- [Excerpt provided]
################

Sunday, November 05, 2006

SALLY NYOLO & THE ORIGINAL BANDS OF YAOUNDE - Studio Cameroon (Riverboat)

Paris-based Cameroonian chanteuse returns to her native land to create her own unique rough guide to the country’s roots music.
Cameroon-born Sally Nyolo has lived in Paris since she was a teenager, finding fame first as a backing singer for the likes of Touré Kunda, then as part of world music favourites Zap Mama, and latterly as an award-winning solo artist.
Enriched and artistically unshackled by that success, Nyolo has created Studio Cameroon, which sees her return to the capital of her native country, Yaoundé, where she opened a small, modest tin-roofed studio in order to showcase an impressive array of local talent. The result: a wonderfully laid-back, organic, lively and infectious set of tunes.
Nyolo herself features three times as a credited performer — in her own name on the catchy Bikoutsi, which has some beautiful interweaving female vocal harmonies and gentle changes of rhythmic pace; the opener Souris-moi with Guéyanka, all atmospheric call and response vocals and scratchy electric guitar; and on the funky gospel number Pek, which is performed with a sedate spirituality alongside the state choir, La Voix Du Cenacle.

################

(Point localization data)
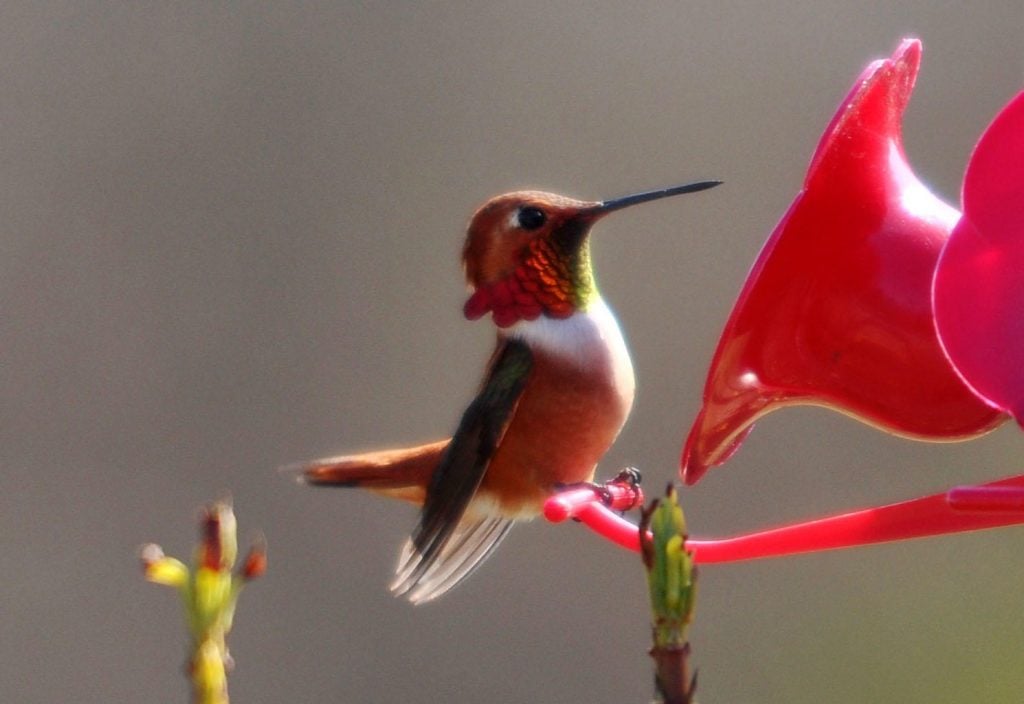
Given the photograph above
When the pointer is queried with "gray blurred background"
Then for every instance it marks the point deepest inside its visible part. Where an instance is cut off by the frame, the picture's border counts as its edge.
(229, 239)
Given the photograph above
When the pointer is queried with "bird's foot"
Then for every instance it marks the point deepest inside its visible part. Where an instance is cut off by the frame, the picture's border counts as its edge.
(623, 492)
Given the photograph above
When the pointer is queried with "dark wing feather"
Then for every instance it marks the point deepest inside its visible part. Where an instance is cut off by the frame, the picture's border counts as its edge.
(457, 478)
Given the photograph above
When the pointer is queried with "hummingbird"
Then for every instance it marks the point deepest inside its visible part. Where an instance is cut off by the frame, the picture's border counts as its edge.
(556, 392)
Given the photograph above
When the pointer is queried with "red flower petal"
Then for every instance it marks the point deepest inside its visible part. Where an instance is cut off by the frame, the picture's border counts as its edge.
(979, 281)
(837, 310)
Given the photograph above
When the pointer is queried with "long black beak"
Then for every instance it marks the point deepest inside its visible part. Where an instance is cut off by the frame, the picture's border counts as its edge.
(627, 201)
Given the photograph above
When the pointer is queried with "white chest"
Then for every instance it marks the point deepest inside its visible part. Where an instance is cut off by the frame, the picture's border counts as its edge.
(590, 339)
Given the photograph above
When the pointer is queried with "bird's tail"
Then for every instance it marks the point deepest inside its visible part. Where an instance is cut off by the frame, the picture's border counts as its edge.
(400, 473)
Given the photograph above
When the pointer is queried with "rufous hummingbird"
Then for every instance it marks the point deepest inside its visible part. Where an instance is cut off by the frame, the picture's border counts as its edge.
(557, 390)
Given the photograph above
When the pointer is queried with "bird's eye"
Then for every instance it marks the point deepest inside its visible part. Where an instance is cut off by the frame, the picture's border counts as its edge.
(530, 218)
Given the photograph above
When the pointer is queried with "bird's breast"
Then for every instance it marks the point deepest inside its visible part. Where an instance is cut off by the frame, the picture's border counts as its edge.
(577, 399)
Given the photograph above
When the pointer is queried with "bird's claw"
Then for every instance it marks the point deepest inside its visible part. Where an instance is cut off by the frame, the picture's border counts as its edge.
(623, 492)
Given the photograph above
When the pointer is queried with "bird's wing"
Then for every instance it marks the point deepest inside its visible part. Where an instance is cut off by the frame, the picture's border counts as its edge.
(445, 546)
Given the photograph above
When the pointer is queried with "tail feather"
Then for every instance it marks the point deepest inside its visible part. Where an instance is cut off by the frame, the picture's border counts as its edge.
(473, 540)
(400, 473)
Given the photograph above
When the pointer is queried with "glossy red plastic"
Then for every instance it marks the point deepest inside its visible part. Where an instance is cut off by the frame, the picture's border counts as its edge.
(837, 310)
(979, 280)
(963, 509)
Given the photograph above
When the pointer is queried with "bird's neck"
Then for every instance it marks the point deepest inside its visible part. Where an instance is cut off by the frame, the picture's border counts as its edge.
(554, 279)
(590, 338)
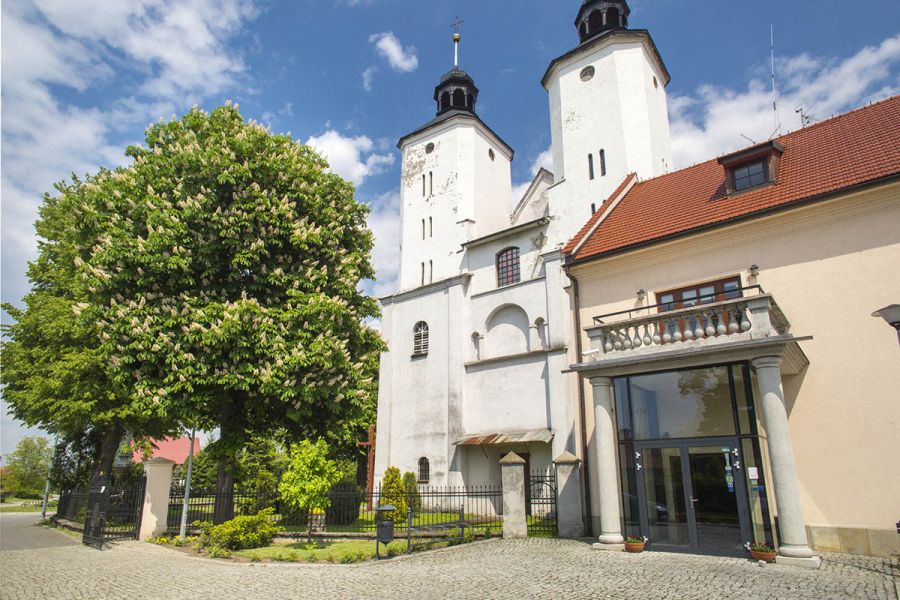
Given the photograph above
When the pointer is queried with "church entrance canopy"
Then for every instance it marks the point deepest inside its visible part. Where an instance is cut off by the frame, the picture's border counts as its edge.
(489, 439)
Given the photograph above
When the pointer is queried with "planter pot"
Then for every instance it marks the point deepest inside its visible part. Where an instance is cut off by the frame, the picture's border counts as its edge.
(629, 547)
(765, 556)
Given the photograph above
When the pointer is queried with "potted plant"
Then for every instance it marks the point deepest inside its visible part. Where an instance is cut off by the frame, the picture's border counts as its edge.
(762, 551)
(635, 544)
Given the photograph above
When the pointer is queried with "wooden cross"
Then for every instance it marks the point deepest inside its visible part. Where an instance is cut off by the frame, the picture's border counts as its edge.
(370, 467)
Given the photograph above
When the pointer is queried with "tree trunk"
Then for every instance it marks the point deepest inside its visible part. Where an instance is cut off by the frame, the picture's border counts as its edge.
(109, 447)
(224, 505)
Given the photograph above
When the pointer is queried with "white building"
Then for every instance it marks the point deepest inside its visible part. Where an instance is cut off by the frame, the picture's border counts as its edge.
(479, 331)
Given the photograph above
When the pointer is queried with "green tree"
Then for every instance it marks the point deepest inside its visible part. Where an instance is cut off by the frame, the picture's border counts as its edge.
(55, 373)
(28, 466)
(309, 476)
(223, 270)
(393, 492)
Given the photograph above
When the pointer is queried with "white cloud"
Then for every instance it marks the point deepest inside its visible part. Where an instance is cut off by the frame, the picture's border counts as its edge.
(350, 157)
(368, 76)
(544, 160)
(711, 121)
(169, 54)
(403, 60)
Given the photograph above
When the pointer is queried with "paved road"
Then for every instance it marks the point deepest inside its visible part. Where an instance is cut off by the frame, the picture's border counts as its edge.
(19, 531)
(520, 569)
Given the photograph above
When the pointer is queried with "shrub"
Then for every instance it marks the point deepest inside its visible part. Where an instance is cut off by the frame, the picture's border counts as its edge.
(412, 491)
(393, 492)
(244, 532)
(346, 498)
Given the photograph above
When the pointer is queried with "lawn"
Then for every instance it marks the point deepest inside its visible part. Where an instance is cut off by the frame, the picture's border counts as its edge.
(336, 552)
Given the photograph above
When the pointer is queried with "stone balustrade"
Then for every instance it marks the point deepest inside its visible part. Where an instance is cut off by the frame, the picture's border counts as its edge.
(710, 323)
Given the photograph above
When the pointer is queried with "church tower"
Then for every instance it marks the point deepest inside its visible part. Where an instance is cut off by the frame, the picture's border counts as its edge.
(608, 114)
(455, 182)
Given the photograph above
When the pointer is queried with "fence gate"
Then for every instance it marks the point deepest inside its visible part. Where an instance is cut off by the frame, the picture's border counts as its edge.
(541, 504)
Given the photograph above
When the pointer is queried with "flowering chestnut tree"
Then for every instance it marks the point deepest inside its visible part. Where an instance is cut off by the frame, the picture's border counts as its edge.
(222, 269)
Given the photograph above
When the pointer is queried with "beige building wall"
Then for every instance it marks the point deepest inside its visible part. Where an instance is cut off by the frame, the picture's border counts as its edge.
(829, 265)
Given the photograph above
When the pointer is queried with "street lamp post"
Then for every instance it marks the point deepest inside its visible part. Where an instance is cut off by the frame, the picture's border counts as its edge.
(891, 315)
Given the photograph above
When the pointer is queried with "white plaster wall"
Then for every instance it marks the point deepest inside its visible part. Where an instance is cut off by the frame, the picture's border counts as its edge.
(620, 111)
(828, 266)
(466, 195)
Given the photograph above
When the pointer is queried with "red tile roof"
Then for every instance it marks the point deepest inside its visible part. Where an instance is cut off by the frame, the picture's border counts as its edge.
(174, 449)
(848, 150)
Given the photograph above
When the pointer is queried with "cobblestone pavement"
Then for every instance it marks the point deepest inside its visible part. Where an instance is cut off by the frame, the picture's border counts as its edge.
(20, 531)
(522, 569)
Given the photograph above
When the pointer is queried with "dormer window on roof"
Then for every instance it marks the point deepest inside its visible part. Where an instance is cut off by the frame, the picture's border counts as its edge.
(752, 167)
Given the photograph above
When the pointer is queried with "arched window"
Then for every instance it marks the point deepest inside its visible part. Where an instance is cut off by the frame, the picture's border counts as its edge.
(595, 22)
(508, 267)
(420, 339)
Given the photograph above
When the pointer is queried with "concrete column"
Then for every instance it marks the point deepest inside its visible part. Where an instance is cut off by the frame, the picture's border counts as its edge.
(512, 467)
(568, 496)
(607, 469)
(156, 497)
(794, 548)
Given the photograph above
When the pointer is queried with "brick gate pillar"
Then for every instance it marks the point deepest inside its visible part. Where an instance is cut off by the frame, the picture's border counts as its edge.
(512, 467)
(156, 497)
(569, 519)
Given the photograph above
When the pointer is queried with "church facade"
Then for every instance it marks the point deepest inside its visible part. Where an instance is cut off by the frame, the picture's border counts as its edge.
(479, 330)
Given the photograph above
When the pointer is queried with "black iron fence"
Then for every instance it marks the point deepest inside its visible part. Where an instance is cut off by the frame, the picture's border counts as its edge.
(120, 510)
(352, 511)
(540, 506)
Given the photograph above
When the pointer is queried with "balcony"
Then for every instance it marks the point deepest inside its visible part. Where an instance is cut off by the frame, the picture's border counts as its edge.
(652, 329)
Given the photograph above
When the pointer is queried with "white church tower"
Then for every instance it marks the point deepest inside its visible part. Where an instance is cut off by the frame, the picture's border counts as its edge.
(608, 114)
(455, 183)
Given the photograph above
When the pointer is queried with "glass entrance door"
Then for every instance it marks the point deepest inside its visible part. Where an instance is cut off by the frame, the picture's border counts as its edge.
(694, 495)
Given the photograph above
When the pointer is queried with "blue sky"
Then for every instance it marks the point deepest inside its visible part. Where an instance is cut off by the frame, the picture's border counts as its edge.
(82, 79)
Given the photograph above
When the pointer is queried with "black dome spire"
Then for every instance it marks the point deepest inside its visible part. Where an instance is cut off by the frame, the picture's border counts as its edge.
(599, 15)
(457, 90)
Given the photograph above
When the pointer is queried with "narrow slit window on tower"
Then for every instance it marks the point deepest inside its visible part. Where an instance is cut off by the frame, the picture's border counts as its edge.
(420, 339)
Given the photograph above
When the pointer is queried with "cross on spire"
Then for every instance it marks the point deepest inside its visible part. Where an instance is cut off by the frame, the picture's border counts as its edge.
(456, 38)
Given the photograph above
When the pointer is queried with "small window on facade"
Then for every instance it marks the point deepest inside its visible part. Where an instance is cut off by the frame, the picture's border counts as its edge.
(749, 175)
(704, 293)
(508, 267)
(420, 339)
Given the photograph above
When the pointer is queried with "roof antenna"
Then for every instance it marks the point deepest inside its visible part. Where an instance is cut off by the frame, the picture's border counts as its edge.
(805, 117)
(774, 90)
(456, 38)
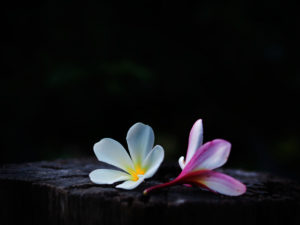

################

- [What you need to do]
1. According to the review of Studio Cameroon, which choir sings with Nyolo on the gospel number Pek?
2. Resume the review of Studio Cameroon after its final sentence.
The listing has no connection to the review of Studio Cameroon.

- [Expected results]
1. The state choir, La Voix Du Cenacle.

2.
As for the rest of what’s on offer, it’s a case of take your pick depending on which shade of joyful Afro-folk music most appeals; from the sparse back-beat of tracks such as Chantal and Mote Ane (the former featuring the joyously childlike vocals from the Bidjoï Sisters, the latter a hypnotic male call and response that could almost be North African in provenance) to fuller, ensemble grooves such as the down and dirty funk of the Edmond Fils Nkoa Band, or the more familiar strains of the Makossa dance style in La Vie by Orchestre D’Esono. There really is something here for every fan of rooted West African music. And the element that links all the above, in fact all but two of the fourteen songs? Sally Nyolo has written or co-written them.
She’s a remarkably talented lady, and she has produced an understatedly magical recording.